PROBLEM TO WORK ON: Write out the lines of the records below word for word, starting at the line that contains "black hockey shorts" and ending at the line that contains "point(116, 790)", with both of those lines included.

Labeled-object pointing records

»»

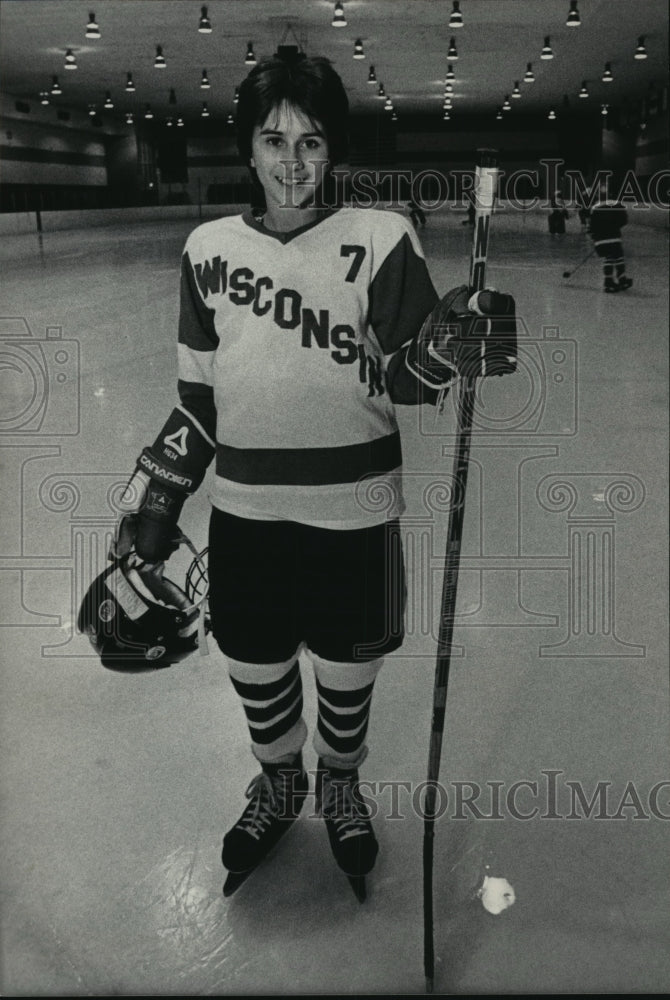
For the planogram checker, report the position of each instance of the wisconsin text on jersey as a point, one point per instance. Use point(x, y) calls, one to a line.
point(243, 288)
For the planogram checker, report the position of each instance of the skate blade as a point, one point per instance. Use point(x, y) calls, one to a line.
point(357, 883)
point(234, 880)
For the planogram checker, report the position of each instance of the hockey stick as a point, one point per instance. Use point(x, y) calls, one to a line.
point(569, 274)
point(485, 185)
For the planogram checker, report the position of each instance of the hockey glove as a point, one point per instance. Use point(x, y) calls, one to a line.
point(167, 473)
point(157, 535)
point(465, 337)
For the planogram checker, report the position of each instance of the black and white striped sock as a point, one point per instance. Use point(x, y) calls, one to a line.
point(344, 692)
point(271, 695)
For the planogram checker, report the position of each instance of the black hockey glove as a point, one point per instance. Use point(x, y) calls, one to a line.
point(156, 532)
point(465, 337)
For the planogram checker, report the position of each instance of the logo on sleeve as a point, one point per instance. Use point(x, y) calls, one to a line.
point(178, 441)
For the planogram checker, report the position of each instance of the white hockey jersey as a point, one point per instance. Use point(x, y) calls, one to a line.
point(283, 339)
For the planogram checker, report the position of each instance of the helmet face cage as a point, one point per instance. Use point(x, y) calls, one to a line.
point(136, 619)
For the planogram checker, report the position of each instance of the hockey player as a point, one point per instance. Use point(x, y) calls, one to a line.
point(607, 219)
point(297, 332)
point(557, 215)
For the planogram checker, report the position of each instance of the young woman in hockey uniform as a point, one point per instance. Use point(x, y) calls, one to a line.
point(298, 331)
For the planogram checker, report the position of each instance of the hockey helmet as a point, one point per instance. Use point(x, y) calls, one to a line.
point(137, 619)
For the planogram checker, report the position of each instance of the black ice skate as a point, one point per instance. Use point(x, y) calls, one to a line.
point(350, 832)
point(276, 796)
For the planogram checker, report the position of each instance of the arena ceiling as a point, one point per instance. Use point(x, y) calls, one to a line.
point(406, 41)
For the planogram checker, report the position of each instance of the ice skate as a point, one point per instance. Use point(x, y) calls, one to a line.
point(276, 797)
point(347, 819)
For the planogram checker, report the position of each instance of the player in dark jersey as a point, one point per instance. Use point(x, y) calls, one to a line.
point(606, 221)
point(300, 328)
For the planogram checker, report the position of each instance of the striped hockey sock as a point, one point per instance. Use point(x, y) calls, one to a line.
point(271, 695)
point(344, 693)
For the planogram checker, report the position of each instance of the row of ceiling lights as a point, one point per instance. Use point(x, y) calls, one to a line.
point(339, 20)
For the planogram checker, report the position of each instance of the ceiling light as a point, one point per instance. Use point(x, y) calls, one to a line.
point(573, 20)
point(456, 19)
point(92, 29)
point(339, 20)
point(204, 24)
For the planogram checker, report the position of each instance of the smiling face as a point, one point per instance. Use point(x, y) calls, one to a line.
point(289, 154)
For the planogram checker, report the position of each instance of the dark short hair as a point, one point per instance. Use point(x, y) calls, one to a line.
point(309, 83)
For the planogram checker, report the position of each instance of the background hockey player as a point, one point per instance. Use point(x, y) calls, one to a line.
point(557, 215)
point(298, 331)
point(607, 219)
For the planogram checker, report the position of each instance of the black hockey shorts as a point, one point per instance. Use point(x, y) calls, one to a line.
point(610, 251)
point(276, 584)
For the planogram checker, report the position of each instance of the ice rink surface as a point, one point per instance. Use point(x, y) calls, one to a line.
point(116, 790)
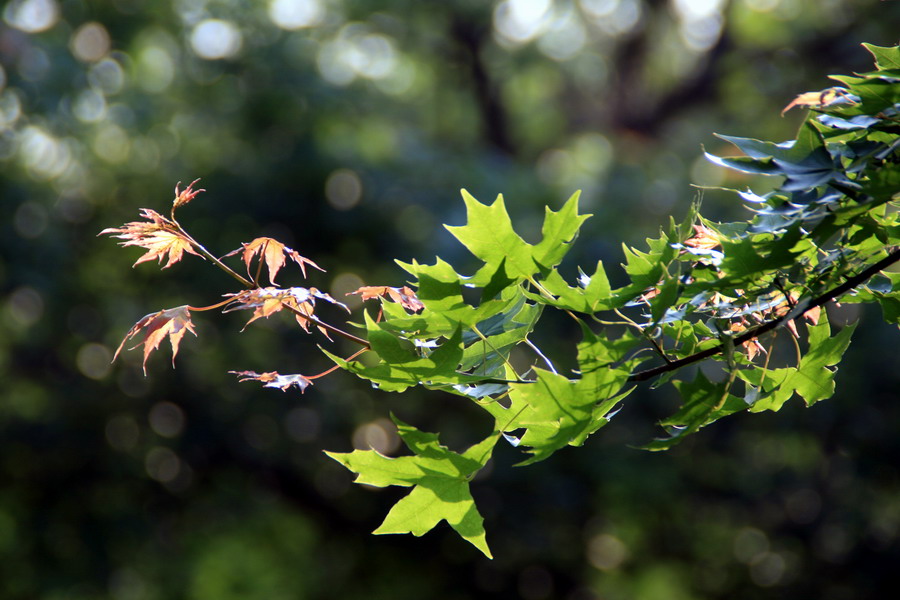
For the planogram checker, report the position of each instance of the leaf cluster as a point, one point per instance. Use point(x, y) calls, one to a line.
point(700, 292)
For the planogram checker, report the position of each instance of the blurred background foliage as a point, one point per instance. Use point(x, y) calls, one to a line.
point(345, 129)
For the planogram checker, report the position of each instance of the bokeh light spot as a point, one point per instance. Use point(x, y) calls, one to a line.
point(215, 38)
point(31, 16)
point(156, 69)
point(379, 435)
point(107, 76)
point(89, 106)
point(296, 14)
point(90, 42)
point(518, 21)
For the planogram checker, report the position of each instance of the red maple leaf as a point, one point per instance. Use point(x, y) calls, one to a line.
point(171, 322)
point(275, 255)
point(269, 300)
point(403, 296)
point(274, 380)
point(158, 235)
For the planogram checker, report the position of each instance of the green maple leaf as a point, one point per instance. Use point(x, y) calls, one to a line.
point(812, 379)
point(703, 402)
point(556, 411)
point(401, 367)
point(489, 235)
point(559, 231)
point(439, 478)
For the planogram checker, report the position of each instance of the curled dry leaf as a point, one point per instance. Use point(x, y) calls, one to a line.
point(274, 380)
point(171, 322)
point(403, 296)
point(821, 99)
point(270, 300)
point(183, 197)
point(158, 235)
point(275, 255)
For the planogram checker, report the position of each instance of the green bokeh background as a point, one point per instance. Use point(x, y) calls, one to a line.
point(345, 129)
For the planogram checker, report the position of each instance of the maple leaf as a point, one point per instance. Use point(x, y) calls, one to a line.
point(275, 255)
point(270, 300)
point(274, 380)
point(439, 479)
point(821, 99)
point(158, 235)
point(403, 296)
point(182, 198)
point(171, 322)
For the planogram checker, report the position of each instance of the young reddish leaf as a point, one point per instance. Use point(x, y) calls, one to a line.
point(274, 380)
point(270, 300)
point(171, 322)
point(820, 99)
point(182, 198)
point(403, 296)
point(275, 255)
point(158, 235)
point(704, 238)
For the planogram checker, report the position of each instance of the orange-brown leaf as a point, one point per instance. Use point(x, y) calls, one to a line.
point(171, 322)
point(403, 296)
point(274, 380)
point(275, 255)
point(270, 300)
point(819, 99)
point(182, 198)
point(703, 238)
point(158, 235)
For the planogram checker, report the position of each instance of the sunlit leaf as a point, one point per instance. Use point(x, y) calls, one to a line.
point(439, 478)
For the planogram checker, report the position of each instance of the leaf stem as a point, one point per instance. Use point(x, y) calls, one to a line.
point(209, 255)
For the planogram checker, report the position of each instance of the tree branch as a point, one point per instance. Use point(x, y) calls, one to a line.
point(849, 284)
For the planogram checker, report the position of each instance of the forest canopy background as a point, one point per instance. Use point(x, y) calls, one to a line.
point(345, 129)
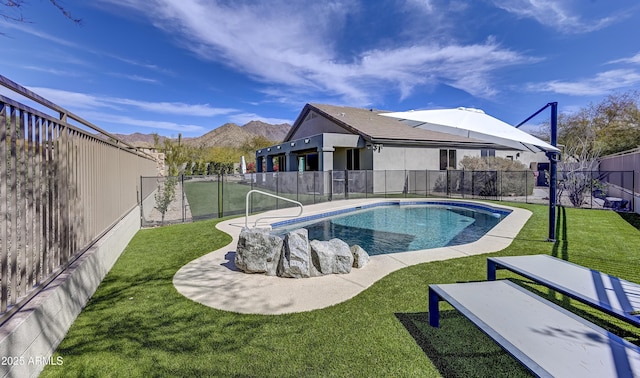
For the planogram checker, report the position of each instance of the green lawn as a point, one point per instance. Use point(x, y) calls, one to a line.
point(138, 325)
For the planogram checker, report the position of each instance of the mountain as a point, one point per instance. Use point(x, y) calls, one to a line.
point(269, 131)
point(229, 134)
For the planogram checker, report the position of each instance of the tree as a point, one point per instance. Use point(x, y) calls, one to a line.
point(611, 126)
point(16, 6)
point(165, 195)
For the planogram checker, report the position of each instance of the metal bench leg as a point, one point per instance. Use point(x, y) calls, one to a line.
point(491, 270)
point(434, 309)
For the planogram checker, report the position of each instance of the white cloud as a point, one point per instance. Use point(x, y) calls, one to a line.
point(196, 110)
point(98, 117)
point(602, 84)
point(293, 44)
point(244, 118)
point(630, 60)
point(75, 100)
point(556, 14)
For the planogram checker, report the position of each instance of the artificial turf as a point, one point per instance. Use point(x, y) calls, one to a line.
point(138, 325)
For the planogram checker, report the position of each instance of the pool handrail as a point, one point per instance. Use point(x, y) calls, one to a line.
point(246, 215)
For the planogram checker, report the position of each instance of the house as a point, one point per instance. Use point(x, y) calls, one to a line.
point(333, 138)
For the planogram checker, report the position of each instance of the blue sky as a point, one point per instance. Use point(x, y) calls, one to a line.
point(189, 66)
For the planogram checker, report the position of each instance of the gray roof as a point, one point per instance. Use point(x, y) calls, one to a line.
point(375, 128)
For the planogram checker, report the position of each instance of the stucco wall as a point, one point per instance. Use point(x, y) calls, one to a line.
point(316, 125)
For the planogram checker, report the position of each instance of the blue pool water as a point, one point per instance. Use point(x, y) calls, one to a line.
point(399, 227)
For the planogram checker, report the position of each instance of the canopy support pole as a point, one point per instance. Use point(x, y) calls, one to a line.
point(553, 161)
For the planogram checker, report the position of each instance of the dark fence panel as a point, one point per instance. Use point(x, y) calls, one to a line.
point(217, 196)
point(61, 189)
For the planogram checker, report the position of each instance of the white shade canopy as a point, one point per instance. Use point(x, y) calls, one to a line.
point(473, 123)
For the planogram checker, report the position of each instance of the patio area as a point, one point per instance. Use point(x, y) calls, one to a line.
point(214, 280)
point(138, 324)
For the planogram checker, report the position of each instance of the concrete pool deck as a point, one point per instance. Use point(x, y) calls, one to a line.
point(213, 279)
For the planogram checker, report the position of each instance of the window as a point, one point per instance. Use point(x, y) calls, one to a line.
point(487, 152)
point(448, 159)
point(353, 159)
point(310, 161)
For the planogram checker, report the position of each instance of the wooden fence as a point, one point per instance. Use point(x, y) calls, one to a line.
point(61, 189)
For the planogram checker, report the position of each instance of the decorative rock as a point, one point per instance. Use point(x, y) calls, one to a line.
point(295, 261)
point(321, 258)
point(258, 251)
point(360, 256)
point(333, 256)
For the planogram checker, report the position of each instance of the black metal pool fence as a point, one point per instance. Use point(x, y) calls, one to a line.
point(186, 198)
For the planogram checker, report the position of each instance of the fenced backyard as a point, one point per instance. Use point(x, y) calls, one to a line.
point(64, 183)
point(204, 197)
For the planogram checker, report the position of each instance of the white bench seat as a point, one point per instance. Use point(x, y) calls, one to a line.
point(549, 340)
point(608, 293)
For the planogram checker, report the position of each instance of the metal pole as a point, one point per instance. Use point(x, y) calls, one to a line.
point(553, 160)
point(553, 171)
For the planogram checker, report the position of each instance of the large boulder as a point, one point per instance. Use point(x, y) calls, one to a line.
point(258, 251)
point(360, 256)
point(296, 259)
point(333, 256)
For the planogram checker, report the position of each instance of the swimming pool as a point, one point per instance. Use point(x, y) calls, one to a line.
point(389, 227)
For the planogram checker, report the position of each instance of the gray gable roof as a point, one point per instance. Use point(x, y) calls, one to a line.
point(378, 129)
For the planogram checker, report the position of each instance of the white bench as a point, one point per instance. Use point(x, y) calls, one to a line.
point(608, 293)
point(549, 340)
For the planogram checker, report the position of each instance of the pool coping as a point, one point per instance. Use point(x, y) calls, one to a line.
point(214, 281)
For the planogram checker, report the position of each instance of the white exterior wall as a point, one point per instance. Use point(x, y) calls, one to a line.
point(314, 125)
point(406, 158)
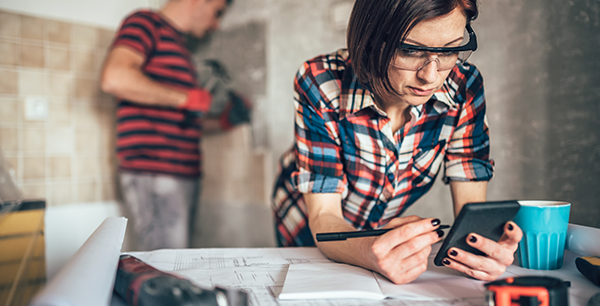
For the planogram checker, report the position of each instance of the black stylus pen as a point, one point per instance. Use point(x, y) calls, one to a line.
point(368, 233)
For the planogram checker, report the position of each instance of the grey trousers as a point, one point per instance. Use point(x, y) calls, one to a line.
point(161, 209)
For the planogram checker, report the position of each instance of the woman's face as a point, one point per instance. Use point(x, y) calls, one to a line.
point(416, 87)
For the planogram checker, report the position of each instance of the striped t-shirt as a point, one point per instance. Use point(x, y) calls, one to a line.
point(152, 139)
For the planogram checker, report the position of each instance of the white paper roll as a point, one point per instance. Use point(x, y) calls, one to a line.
point(583, 240)
point(88, 277)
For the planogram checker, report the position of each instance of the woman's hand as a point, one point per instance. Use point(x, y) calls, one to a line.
point(401, 254)
point(498, 256)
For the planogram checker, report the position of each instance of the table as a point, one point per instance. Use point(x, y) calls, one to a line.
point(261, 272)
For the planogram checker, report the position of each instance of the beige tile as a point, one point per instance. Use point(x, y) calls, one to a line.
point(59, 112)
point(31, 83)
point(34, 191)
point(34, 167)
point(32, 56)
point(83, 35)
point(8, 82)
point(34, 140)
point(13, 165)
point(86, 88)
point(9, 111)
point(60, 194)
point(60, 166)
point(84, 60)
point(86, 141)
point(87, 192)
point(58, 58)
point(59, 84)
point(59, 140)
point(105, 37)
point(9, 139)
point(9, 24)
point(32, 28)
point(10, 53)
point(108, 190)
point(87, 166)
point(57, 31)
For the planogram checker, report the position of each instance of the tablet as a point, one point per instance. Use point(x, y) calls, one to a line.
point(485, 218)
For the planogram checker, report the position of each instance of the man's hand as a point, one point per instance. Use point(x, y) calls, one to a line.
point(401, 254)
point(499, 255)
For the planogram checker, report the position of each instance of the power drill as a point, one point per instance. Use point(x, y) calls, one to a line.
point(528, 291)
point(140, 284)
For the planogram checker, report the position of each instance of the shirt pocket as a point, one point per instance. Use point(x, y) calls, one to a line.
point(426, 163)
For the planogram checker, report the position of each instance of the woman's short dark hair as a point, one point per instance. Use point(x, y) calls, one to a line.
point(377, 26)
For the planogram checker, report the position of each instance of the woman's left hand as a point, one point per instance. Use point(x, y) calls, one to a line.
point(499, 255)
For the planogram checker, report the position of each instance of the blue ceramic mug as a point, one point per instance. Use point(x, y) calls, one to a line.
point(544, 225)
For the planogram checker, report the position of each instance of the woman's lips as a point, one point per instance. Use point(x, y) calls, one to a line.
point(420, 91)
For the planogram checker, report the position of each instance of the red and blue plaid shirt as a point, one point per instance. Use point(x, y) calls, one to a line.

««

RESPONSE:
For the planogram checker, report the position of each instance of the black hockey shorts as a point, one point per instance. Use point(x, y) calls, one to a line.
point(610, 251)
point(276, 584)
For the planogram checker, report the position of each instance of the ice rink surface as a point, one point per instance. Use point(x, y) calls, one to a line.
point(116, 790)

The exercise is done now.